> [Aim]: Reproduce word for word the section of the passage on dstask's GitHub import from "The Github import" to "or milestone matchers.".

> [Source passage]:

The Github import functionality is good at importing issues that come back from the github graphql api and
finding any pre-existing versions of said issues in the dstask database, and updating them (because it can find them by generating the UUID which is deterministically derived from immutable properties - the repo name, owner and ticket id)

What it is not good at, is updating tasks that were once generated from a github import, but now no longer come back in the query results. Such issues are simply left untouched, just like all other dstask issues.

This can happen when:

  • you change your import configuration, and e.g. remove a repository or change the assignee, label or milestone matchers.
  • ticket may have been changed to no longer match the query (e.g. your import config looks for issues with a certain assignee, but the assignee is removed or changed on github)

Both cases leave you with local tasks that you simply don't care about anymore. Maybe there are updates for them (e.g. maybe the issue has been closed on github while the task is still open/pending in dstask, or there's more information in the summary, or whatever)

> [Information supplied]:
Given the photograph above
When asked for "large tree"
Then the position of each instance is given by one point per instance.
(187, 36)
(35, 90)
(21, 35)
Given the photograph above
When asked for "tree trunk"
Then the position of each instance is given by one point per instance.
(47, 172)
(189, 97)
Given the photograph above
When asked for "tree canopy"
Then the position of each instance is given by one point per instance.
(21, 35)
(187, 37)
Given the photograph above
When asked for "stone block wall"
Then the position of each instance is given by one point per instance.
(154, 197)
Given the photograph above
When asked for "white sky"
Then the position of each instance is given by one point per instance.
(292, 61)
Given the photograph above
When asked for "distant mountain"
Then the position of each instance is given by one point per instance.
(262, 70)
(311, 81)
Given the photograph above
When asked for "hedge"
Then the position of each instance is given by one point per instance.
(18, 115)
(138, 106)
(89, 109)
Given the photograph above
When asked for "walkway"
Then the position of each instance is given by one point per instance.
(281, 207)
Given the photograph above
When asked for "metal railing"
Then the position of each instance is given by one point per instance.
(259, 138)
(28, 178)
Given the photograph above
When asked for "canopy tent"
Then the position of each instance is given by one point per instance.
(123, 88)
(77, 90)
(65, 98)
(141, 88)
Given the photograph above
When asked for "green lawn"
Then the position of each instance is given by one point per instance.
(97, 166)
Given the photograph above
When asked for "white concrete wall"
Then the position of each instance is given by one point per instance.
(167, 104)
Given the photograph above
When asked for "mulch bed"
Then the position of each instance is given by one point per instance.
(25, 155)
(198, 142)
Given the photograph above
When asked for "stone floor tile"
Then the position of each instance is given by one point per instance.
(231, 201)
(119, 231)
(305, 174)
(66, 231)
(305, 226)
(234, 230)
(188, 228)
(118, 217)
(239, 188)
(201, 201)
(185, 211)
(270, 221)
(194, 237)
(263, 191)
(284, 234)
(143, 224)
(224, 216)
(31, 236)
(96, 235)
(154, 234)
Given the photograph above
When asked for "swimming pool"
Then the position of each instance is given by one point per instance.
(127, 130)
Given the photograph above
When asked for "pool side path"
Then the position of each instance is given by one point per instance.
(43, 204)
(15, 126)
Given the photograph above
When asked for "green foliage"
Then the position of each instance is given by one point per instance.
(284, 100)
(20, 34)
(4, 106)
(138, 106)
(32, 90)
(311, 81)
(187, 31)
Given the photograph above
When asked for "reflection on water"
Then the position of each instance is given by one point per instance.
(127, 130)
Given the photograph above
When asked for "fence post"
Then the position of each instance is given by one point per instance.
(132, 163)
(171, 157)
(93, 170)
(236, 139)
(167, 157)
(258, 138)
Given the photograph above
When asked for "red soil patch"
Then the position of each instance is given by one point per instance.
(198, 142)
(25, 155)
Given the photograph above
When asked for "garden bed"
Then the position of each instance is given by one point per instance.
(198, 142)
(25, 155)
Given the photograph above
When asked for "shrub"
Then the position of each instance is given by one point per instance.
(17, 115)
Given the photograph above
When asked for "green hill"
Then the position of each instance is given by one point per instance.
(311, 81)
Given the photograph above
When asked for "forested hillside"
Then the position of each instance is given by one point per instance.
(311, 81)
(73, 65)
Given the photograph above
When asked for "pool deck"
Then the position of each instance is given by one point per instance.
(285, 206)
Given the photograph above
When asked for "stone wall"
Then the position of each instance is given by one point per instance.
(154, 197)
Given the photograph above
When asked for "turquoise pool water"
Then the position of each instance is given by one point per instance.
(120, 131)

> [Exercise result]:
The Github import functionality is good at importing issues that come back from the github graphql api and
finding any pre-existing versions of said issues in the dstask database, and updating them (because it can find them by generating the UUID which is deterministically derived from immutable properties - the repo name, owner and ticket id)

What it is not good at, is updating tasks that were once generated from a github import, but now no longer come back in the query results. Such issues are simply left untouched, just like all other dstask issues.

This can happen when:

  • you change your import configuration, and e.g. remove a repository or change the assignee, label or milestone matchers.